WHAT YOU NEED TO DO:
The answer must be an exact restatement of all the data.
╭──
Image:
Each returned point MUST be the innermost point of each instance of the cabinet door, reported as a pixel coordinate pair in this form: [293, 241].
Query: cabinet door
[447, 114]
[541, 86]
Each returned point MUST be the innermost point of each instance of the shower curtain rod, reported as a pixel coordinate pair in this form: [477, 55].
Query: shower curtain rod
╰──
PROBLEM SOLUTION:
Image:
Each returned point MUST be the innermost point of each instance of the cabinet door, reported as a pixel coordinate pair in this form: [293, 241].
Query: cabinet door
[447, 114]
[541, 86]
Each returned point MUST be the innermost point of each instance of the shower curtain rod, reported as a pixel coordinate pair in this form: [477, 55].
Query: shower curtain rod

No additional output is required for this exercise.